## EXERCISE
Begin at the line that contains "Annotate each horizon" and stop after the last line of the material. Write those lines out again with "gray shingle roof" swapped for "dark shingle roof" and everything else unchanged.

--- Begin STORED RECORDS ---

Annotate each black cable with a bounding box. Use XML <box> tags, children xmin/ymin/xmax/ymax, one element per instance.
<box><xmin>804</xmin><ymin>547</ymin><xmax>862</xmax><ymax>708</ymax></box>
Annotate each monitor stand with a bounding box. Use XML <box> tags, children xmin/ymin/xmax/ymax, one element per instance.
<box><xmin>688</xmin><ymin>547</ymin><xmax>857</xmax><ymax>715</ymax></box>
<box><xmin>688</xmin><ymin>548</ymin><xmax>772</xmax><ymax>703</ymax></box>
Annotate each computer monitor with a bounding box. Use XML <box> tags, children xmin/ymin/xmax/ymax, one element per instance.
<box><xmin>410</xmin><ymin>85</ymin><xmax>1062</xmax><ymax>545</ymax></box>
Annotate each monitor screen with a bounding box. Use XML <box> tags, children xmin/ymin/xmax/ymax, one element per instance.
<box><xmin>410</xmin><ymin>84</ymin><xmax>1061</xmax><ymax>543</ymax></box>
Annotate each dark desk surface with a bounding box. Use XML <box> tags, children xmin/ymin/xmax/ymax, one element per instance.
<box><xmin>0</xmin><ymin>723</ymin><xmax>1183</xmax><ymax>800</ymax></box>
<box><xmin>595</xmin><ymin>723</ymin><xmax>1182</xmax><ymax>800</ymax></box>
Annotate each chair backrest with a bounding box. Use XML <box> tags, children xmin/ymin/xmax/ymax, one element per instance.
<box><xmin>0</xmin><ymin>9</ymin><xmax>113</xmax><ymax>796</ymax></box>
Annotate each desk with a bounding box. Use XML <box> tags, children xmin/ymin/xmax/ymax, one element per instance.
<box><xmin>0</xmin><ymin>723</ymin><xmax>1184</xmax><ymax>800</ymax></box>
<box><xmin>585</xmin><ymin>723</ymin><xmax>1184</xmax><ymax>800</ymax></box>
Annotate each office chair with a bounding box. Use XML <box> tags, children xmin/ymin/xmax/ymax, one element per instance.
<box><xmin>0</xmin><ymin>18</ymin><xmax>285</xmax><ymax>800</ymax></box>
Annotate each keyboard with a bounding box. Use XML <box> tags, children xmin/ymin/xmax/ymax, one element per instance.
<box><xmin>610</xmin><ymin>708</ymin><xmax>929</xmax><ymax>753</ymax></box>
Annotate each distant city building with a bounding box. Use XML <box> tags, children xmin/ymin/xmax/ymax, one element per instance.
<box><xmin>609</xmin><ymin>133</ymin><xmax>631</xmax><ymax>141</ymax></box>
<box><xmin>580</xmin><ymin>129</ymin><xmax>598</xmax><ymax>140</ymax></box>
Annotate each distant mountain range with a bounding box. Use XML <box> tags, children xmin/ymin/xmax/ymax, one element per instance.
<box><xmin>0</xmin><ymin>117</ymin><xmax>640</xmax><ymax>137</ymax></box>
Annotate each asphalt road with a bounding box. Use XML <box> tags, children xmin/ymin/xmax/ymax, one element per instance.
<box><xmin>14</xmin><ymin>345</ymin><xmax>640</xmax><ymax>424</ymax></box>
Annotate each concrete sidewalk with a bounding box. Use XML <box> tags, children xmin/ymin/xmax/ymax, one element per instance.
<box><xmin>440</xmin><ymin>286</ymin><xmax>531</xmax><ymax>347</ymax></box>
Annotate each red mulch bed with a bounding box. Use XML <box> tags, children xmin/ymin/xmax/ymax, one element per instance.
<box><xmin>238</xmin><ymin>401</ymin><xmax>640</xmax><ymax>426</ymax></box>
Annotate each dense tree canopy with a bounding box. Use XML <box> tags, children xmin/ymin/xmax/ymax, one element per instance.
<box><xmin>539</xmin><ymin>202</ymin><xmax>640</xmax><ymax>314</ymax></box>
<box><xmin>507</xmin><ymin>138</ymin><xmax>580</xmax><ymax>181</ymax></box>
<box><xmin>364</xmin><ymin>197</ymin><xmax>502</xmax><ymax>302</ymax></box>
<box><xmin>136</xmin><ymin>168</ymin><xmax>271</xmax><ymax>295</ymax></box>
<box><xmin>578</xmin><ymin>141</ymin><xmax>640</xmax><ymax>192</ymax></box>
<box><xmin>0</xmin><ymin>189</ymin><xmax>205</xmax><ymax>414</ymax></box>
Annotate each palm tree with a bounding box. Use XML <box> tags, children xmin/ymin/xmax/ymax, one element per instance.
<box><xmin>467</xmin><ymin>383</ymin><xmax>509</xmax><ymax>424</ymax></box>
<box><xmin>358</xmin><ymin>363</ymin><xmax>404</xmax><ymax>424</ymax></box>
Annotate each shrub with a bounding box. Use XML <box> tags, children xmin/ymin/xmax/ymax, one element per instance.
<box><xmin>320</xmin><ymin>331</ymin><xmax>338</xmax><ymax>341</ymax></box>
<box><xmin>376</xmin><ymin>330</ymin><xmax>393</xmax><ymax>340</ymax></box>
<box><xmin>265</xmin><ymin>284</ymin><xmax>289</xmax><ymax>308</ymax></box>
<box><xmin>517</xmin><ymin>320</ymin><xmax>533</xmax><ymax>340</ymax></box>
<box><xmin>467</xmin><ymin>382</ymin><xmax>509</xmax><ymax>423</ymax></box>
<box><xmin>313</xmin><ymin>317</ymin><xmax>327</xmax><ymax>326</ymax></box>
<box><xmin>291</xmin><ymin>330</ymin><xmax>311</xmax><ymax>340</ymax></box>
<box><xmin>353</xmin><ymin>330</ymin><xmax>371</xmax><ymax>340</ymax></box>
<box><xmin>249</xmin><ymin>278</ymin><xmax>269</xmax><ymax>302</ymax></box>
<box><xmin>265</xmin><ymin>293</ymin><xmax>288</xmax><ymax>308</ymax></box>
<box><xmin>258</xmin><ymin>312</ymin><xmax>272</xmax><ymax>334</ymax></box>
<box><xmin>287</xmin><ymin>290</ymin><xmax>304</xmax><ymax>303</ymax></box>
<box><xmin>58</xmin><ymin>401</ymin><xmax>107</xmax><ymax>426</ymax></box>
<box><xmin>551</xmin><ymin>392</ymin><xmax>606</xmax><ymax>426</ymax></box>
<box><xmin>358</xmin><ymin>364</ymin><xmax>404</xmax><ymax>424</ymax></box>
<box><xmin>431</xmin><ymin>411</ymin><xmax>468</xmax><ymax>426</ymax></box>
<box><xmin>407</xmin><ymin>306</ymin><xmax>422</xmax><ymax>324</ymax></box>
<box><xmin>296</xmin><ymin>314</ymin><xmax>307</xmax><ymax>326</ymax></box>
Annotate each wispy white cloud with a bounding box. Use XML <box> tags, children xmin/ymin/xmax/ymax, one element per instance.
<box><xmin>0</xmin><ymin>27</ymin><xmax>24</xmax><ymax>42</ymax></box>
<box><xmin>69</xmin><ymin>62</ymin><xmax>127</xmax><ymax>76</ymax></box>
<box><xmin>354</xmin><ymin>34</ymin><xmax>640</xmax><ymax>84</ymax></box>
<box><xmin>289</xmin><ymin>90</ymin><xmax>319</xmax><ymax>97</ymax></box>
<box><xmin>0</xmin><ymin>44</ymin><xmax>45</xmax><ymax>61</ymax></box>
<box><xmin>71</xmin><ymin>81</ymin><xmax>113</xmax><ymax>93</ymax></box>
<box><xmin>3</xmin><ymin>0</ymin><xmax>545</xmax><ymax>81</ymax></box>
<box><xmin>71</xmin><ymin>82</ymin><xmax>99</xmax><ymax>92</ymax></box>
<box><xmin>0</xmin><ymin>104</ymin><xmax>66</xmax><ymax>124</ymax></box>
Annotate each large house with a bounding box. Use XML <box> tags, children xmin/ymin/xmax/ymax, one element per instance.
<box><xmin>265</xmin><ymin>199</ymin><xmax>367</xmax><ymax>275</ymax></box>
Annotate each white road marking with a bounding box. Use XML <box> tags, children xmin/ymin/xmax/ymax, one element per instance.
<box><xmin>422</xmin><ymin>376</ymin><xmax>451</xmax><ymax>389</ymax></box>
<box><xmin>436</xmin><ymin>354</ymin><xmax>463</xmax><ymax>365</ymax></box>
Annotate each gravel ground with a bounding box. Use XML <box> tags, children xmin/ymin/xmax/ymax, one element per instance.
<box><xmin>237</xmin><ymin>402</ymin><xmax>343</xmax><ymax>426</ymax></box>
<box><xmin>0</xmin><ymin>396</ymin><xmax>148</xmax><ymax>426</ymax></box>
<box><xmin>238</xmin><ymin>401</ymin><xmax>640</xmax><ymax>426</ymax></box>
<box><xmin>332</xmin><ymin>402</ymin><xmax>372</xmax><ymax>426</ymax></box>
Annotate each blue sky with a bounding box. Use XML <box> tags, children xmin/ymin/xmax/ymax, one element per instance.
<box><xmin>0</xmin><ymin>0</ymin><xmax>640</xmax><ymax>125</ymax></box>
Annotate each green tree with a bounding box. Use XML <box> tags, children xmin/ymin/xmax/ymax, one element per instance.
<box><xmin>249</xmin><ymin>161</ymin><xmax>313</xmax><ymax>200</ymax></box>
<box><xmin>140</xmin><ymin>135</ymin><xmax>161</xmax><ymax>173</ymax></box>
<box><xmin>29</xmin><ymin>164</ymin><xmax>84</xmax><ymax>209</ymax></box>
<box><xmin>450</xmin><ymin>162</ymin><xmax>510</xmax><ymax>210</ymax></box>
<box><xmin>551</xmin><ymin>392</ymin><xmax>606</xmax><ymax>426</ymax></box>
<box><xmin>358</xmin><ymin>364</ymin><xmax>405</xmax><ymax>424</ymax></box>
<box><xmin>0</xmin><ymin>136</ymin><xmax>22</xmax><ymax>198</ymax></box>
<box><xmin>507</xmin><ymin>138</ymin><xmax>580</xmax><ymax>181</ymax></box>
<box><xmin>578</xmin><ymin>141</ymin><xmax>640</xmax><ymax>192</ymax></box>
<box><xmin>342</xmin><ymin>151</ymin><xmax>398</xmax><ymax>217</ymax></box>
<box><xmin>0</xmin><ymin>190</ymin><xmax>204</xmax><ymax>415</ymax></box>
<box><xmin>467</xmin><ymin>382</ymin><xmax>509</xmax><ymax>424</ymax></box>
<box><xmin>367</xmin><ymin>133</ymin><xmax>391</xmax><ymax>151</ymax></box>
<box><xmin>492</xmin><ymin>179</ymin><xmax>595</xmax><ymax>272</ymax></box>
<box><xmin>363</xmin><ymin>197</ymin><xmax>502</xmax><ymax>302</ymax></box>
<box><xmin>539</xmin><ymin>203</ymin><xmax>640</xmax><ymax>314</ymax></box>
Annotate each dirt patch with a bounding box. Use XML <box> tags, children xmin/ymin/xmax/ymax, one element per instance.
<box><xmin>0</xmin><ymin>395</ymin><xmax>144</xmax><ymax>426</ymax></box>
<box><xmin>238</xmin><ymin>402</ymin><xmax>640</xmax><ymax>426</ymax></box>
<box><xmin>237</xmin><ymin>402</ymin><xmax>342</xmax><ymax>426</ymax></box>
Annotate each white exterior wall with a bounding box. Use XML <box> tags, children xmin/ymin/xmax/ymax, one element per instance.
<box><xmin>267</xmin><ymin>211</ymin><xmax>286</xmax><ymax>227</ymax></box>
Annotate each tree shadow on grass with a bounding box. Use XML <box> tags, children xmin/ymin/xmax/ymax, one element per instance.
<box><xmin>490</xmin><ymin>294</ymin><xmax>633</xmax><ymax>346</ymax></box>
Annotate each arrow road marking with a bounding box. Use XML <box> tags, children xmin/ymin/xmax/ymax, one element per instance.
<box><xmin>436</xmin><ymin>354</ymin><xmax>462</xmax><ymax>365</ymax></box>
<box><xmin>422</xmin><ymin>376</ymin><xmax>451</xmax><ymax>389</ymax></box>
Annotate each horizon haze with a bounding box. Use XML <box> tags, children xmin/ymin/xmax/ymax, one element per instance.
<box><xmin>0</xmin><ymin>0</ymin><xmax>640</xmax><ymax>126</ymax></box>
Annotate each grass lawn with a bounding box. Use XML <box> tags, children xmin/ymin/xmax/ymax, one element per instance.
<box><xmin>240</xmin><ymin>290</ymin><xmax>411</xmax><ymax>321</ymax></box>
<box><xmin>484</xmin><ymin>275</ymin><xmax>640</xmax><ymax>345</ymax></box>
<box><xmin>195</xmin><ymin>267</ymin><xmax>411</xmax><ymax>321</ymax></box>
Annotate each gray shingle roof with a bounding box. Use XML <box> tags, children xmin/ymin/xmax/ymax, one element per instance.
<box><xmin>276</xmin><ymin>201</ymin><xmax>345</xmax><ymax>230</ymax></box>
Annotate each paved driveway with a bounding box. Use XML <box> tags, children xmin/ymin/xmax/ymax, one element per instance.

--- End STORED RECORDS ---

## FINISHED TASK
Annotate each horizon haze with a bounding box. Use XML <box> tags, children xmin/ymin/xmax/ymax, one element per instance.
<box><xmin>0</xmin><ymin>0</ymin><xmax>640</xmax><ymax>126</ymax></box>
Annotate each grass lawn with a bounding box. Use XML <box> tags, children xmin/ymin/xmax/ymax, one element per instance.
<box><xmin>240</xmin><ymin>290</ymin><xmax>411</xmax><ymax>321</ymax></box>
<box><xmin>484</xmin><ymin>275</ymin><xmax>640</xmax><ymax>345</ymax></box>
<box><xmin>195</xmin><ymin>267</ymin><xmax>411</xmax><ymax>321</ymax></box>
Annotate each dark shingle roof with a bounding box. Use XML <box> tags, children xmin/ymin/xmax/ymax, one element per instance.
<box><xmin>276</xmin><ymin>201</ymin><xmax>345</xmax><ymax>230</ymax></box>
Annotate each paved driveway with a bounding box. Use XML <box> tags, children xmin/ymin/xmax/ymax, one element per instance.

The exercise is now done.